Excerpt provided
SUMOylation—the covalent tagging of a target protein with a SUMO (small ubiquitin-related modifier) molecule—has recently emerged as an important post-translational modification in regulating a wide array of biological events. SUMOylation is a dynamics process, where SUMO-specific proteases (SENPs) process proSUMO molecules and also deconjugate them from substrates. My dissertation focuses on the deconjugating activity of SENPs and addresses the role they play in regulating the global SUMOylation “status quo” of eukaryotic cells.

SENPs are among the most specific proteases and only cleave SUMO molecules, yet they exhibit substantial substrate specificity among SUMO paralogs. To address the deconjugating specificities of human SENPs, I developed two different proteomics strategies to profile these proteases. One method has the potential to identify lysines of SUMOylation, besides the SUMOylation substrate itself, while the other can differentiate SUMOylated substrates from SUMO-interactors. To this end, I demonstrated the proof-of-principle of both methods and have identified polySUMOylated substrates.

Directions
**1.** Decide whether each statement agrees with the text on SUMOylation, answering yes or no and quoting the deciding words: (a) SENPs cleave a variety of protein modifiers besides SUMO. (b) SENPs both process proSUMO molecules and remove SUMO from substrates. (c) The dissertation concentrates on the conjugating activity of SENPs.
**2.** According to the text on SUMOylation, why did the author develop two proteomics strategies? Answer in one to three sentences.

Records

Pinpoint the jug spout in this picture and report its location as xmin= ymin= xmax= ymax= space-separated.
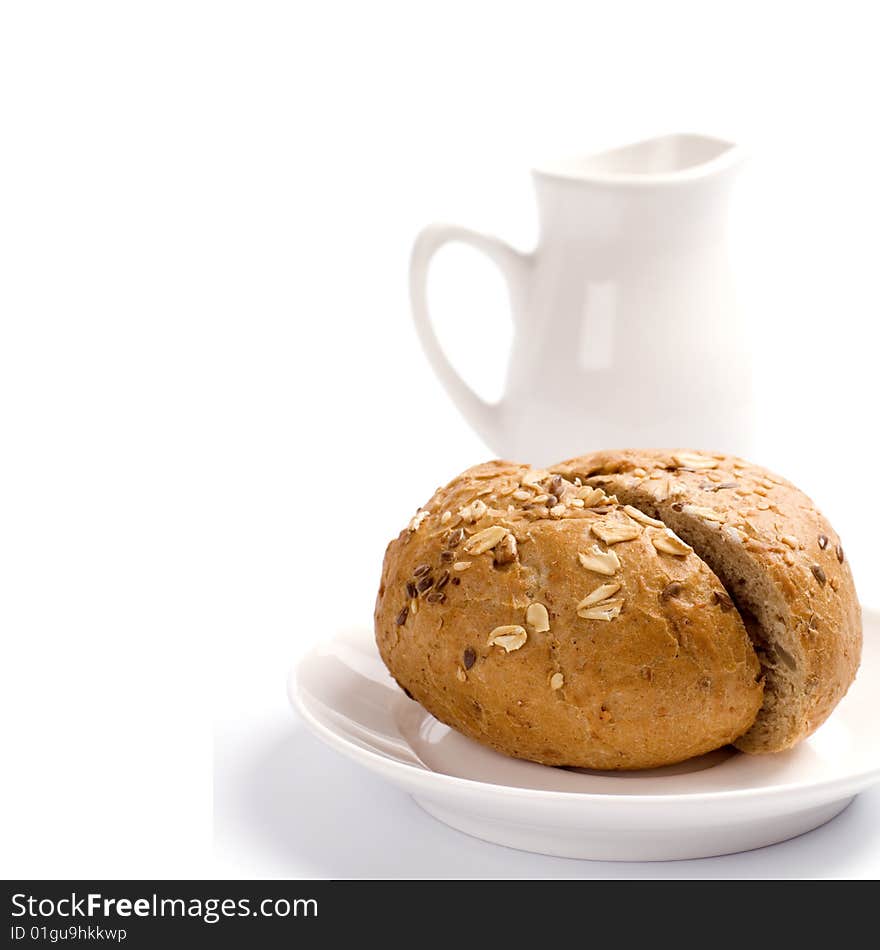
xmin=535 ymin=133 xmax=743 ymax=187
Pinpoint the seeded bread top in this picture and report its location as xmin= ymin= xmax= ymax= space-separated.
xmin=375 ymin=462 xmax=762 ymax=768
xmin=553 ymin=450 xmax=861 ymax=751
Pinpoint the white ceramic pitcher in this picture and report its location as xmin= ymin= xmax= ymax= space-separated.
xmin=410 ymin=135 xmax=752 ymax=464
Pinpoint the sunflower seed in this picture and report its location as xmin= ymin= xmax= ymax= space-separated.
xmin=464 ymin=524 xmax=509 ymax=554
xmin=526 ymin=603 xmax=550 ymax=633
xmin=488 ymin=624 xmax=529 ymax=653
xmin=578 ymin=600 xmax=623 ymax=620
xmin=577 ymin=584 xmax=620 ymax=614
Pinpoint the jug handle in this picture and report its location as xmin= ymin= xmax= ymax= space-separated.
xmin=409 ymin=224 xmax=531 ymax=445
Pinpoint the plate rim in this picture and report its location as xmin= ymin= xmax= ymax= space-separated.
xmin=287 ymin=605 xmax=880 ymax=807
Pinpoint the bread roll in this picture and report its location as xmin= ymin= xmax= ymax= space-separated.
xmin=375 ymin=462 xmax=768 ymax=769
xmin=554 ymin=450 xmax=862 ymax=753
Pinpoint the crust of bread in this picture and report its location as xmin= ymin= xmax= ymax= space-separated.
xmin=375 ymin=462 xmax=763 ymax=769
xmin=554 ymin=449 xmax=862 ymax=753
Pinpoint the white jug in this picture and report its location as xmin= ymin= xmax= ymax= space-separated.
xmin=410 ymin=135 xmax=752 ymax=464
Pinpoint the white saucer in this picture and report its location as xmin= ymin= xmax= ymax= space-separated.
xmin=288 ymin=610 xmax=880 ymax=861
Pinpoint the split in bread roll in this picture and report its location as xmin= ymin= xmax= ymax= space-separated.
xmin=375 ymin=452 xmax=861 ymax=769
xmin=558 ymin=451 xmax=862 ymax=752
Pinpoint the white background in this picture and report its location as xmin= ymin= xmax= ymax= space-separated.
xmin=0 ymin=0 xmax=880 ymax=877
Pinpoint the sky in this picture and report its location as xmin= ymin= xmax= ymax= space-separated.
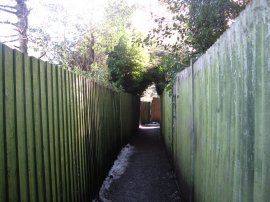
xmin=0 ymin=0 xmax=167 ymax=41
xmin=0 ymin=0 xmax=170 ymax=56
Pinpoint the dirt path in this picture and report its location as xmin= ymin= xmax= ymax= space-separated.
xmin=97 ymin=125 xmax=180 ymax=202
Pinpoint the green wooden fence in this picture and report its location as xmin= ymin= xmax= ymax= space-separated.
xmin=162 ymin=0 xmax=270 ymax=202
xmin=0 ymin=45 xmax=139 ymax=202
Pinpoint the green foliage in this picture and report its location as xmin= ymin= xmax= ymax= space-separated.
xmin=108 ymin=36 xmax=150 ymax=94
xmin=146 ymin=0 xmax=250 ymax=56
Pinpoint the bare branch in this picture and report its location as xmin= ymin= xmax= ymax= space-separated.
xmin=0 ymin=21 xmax=17 ymax=26
xmin=38 ymin=52 xmax=46 ymax=59
xmin=0 ymin=8 xmax=17 ymax=15
xmin=2 ymin=39 xmax=19 ymax=43
xmin=0 ymin=34 xmax=18 ymax=38
xmin=0 ymin=5 xmax=16 ymax=10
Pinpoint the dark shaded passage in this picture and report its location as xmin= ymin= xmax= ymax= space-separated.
xmin=97 ymin=124 xmax=180 ymax=202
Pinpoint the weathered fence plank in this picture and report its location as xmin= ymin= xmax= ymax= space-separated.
xmin=162 ymin=0 xmax=270 ymax=202
xmin=0 ymin=41 xmax=139 ymax=202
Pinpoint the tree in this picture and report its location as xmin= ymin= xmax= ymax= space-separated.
xmin=108 ymin=36 xmax=150 ymax=95
xmin=149 ymin=0 xmax=250 ymax=57
xmin=0 ymin=0 xmax=30 ymax=54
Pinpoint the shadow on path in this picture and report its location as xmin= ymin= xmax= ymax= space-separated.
xmin=97 ymin=124 xmax=180 ymax=202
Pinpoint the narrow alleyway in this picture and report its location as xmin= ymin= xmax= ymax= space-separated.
xmin=99 ymin=124 xmax=180 ymax=202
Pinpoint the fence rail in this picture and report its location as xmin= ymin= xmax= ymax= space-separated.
xmin=0 ymin=44 xmax=139 ymax=202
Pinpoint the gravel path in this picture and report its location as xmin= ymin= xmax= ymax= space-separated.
xmin=99 ymin=124 xmax=181 ymax=202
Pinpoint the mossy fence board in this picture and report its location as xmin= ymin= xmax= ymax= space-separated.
xmin=162 ymin=0 xmax=270 ymax=202
xmin=0 ymin=44 xmax=140 ymax=202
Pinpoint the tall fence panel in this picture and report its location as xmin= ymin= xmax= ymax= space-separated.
xmin=162 ymin=0 xmax=270 ymax=202
xmin=0 ymin=44 xmax=140 ymax=202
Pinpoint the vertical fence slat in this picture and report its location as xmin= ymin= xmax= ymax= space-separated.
xmin=0 ymin=44 xmax=7 ymax=201
xmin=25 ymin=56 xmax=38 ymax=202
xmin=15 ymin=51 xmax=29 ymax=202
xmin=57 ymin=68 xmax=67 ymax=201
xmin=66 ymin=72 xmax=75 ymax=201
xmin=53 ymin=66 xmax=63 ymax=201
xmin=46 ymin=64 xmax=58 ymax=202
xmin=32 ymin=58 xmax=45 ymax=201
xmin=4 ymin=48 xmax=20 ymax=201
xmin=40 ymin=61 xmax=52 ymax=201
xmin=0 ymin=45 xmax=139 ymax=202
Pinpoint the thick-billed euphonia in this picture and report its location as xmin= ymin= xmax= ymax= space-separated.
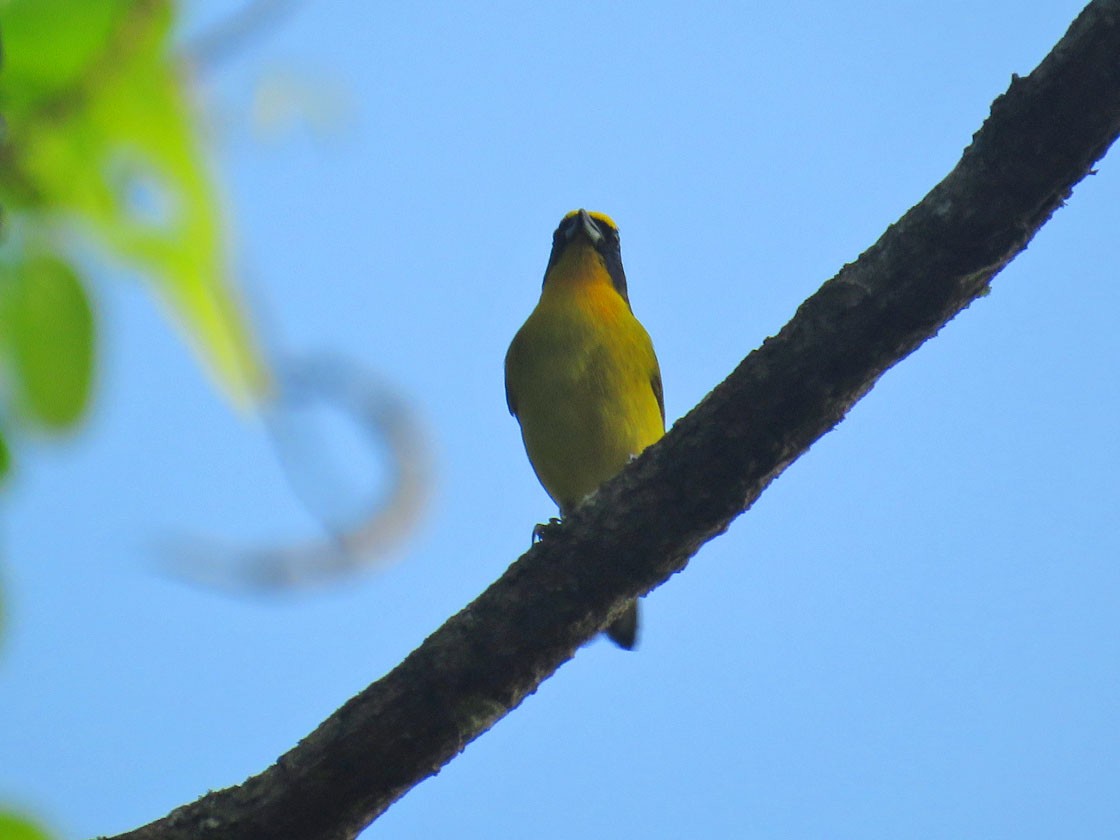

Answers by item number
**1.**
(a) No: "SENPs are among the most specific proteases and only cleave SUMO molecules"
(b) Yes: "SUMO-specific proteases (SENPs) process proSUMO molecules and also deconjugate them from substrates"
(c) No: "My dissertation focuses on the deconjugating activity of SENPs"

**2.** The author developed them to address the deconjugating specificities of human SENPs. These proteases cleave only SUMO molecules, yet they show substantial substrate specificity among SUMO paralogs.